- [ENTRÉES EXTRAITES]

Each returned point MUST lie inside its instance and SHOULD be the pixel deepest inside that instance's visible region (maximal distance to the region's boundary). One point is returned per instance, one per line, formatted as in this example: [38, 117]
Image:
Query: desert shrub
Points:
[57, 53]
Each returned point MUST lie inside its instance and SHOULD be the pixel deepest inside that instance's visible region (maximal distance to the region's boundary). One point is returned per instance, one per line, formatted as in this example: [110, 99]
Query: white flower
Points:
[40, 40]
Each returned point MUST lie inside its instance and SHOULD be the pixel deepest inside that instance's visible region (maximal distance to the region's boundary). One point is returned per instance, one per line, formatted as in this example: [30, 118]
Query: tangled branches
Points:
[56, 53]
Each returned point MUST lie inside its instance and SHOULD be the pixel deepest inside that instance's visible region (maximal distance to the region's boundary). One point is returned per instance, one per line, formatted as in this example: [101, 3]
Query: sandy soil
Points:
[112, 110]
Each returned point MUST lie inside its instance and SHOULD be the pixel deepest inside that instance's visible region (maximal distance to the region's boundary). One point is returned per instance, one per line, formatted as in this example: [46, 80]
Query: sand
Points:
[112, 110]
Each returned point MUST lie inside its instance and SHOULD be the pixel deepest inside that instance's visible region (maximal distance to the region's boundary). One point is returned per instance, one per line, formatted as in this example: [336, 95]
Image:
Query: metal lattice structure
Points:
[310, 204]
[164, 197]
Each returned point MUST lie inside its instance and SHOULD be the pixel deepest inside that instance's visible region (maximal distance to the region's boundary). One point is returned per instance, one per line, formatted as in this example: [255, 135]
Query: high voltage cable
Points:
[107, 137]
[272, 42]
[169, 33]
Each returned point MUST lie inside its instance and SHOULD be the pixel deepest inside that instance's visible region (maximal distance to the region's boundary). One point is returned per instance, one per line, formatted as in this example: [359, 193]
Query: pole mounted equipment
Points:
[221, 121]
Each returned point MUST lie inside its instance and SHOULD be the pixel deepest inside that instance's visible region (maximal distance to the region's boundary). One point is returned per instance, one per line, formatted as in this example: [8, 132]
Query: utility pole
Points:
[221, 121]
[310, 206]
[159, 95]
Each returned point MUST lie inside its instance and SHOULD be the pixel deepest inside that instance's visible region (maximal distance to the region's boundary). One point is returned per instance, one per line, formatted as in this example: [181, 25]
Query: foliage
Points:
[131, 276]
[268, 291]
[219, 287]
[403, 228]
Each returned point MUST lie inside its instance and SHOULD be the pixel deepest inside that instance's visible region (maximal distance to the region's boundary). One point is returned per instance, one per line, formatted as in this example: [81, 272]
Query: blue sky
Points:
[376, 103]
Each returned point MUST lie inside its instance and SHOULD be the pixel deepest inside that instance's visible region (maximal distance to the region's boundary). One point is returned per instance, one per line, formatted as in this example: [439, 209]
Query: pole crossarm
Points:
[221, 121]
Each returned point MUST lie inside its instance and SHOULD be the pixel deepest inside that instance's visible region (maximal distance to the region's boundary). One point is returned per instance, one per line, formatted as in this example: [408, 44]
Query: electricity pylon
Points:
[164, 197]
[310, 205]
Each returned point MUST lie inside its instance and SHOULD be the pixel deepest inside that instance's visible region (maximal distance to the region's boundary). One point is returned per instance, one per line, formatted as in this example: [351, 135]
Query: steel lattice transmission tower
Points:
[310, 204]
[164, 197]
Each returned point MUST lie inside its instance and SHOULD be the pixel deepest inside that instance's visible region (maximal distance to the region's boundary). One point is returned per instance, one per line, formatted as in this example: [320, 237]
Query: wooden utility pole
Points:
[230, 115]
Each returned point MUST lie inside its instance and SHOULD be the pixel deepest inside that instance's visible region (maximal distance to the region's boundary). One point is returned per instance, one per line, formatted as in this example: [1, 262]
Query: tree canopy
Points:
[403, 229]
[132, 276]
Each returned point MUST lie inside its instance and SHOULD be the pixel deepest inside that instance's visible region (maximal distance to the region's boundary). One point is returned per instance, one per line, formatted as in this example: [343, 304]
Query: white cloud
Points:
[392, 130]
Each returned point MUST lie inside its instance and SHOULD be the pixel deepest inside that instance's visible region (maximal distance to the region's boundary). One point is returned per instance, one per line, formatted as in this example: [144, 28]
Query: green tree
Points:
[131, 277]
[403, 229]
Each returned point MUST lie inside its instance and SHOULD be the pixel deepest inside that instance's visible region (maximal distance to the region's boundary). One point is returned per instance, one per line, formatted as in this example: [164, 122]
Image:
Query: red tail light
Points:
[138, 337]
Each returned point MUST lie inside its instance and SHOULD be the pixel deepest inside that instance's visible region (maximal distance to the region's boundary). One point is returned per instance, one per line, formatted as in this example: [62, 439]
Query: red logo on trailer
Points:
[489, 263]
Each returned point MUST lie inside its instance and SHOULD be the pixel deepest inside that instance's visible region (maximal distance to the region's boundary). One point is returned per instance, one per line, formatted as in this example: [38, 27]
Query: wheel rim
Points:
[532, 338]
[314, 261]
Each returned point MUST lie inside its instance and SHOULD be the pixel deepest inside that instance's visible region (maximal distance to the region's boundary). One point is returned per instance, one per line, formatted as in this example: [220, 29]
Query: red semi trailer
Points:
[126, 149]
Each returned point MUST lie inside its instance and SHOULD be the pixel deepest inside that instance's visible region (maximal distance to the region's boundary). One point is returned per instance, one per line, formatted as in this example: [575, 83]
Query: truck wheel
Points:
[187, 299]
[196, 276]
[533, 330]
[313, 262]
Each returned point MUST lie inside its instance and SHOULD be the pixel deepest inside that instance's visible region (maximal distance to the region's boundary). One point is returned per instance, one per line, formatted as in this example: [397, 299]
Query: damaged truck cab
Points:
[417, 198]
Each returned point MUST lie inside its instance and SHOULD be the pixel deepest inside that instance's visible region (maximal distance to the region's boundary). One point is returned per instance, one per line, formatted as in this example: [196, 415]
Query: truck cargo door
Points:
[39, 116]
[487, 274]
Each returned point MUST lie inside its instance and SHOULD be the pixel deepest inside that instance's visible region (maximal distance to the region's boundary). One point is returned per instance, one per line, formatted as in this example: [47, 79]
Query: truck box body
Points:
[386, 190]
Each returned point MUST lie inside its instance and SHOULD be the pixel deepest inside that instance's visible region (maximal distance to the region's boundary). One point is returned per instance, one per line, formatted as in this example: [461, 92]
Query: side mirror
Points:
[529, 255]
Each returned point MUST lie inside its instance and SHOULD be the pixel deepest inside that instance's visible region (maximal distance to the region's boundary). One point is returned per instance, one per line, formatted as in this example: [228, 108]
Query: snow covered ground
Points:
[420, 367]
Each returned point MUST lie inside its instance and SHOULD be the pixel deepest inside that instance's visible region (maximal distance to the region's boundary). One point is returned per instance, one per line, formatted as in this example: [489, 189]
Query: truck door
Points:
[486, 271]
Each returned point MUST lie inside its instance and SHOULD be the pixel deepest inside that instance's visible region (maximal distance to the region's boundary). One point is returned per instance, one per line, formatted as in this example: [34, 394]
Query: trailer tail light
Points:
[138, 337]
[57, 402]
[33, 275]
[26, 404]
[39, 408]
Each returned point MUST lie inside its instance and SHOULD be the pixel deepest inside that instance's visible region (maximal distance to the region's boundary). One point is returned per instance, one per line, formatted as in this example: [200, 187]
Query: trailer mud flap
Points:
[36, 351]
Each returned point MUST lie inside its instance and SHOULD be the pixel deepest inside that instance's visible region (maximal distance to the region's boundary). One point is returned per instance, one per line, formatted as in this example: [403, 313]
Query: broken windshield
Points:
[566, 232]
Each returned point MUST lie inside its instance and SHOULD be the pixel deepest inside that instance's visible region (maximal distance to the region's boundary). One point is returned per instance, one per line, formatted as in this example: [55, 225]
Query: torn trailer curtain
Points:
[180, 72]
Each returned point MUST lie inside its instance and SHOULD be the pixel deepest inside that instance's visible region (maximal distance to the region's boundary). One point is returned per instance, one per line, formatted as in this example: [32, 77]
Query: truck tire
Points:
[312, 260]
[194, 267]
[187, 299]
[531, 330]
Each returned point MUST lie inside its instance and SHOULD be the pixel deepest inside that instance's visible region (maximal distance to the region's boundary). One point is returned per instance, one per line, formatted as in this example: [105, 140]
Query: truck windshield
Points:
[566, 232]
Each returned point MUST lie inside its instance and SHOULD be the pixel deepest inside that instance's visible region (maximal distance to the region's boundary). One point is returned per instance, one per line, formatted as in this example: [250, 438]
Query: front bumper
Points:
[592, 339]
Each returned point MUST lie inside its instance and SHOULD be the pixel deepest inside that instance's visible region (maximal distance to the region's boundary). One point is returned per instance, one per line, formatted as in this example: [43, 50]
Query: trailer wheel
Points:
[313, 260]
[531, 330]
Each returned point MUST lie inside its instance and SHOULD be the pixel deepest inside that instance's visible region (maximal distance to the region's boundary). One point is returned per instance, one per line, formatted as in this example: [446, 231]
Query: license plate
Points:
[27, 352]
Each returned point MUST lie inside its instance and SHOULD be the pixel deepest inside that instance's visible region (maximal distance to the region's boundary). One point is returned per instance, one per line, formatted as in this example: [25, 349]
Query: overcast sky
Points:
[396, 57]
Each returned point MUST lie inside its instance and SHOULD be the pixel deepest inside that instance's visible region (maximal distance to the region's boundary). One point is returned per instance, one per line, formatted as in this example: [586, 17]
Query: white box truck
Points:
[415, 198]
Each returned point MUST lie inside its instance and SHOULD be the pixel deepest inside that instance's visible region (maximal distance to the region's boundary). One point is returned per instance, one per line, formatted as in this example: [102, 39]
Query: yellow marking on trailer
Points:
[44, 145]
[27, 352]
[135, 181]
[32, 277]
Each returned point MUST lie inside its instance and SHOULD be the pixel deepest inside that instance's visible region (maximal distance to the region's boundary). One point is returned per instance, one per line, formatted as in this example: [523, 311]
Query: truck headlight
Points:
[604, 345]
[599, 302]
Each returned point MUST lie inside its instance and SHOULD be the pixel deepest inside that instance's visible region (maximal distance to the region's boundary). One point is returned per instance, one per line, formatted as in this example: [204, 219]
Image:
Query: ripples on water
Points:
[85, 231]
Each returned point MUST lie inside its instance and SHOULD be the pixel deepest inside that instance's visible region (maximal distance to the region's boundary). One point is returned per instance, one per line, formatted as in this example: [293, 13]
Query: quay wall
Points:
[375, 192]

- [VOTRE TÂCHE]
Modifiez les lignes allant de celle qui contient "example: [144, 28]" jusqu'à celle qui contient "Query: green tree" en y remplaçant "green tree" par "tall tree". Recopiez uniquement ces lignes, sans rien changer d'autre.

- [CORRIGÉ]
Each returned point MUST lie inside its instance and SHOULD be the pixel deepest inside that instance's visible region (maximal distance to the region's boundary). One point is returned per instance, one per line, formatted as in this example: [144, 28]
Query: tall tree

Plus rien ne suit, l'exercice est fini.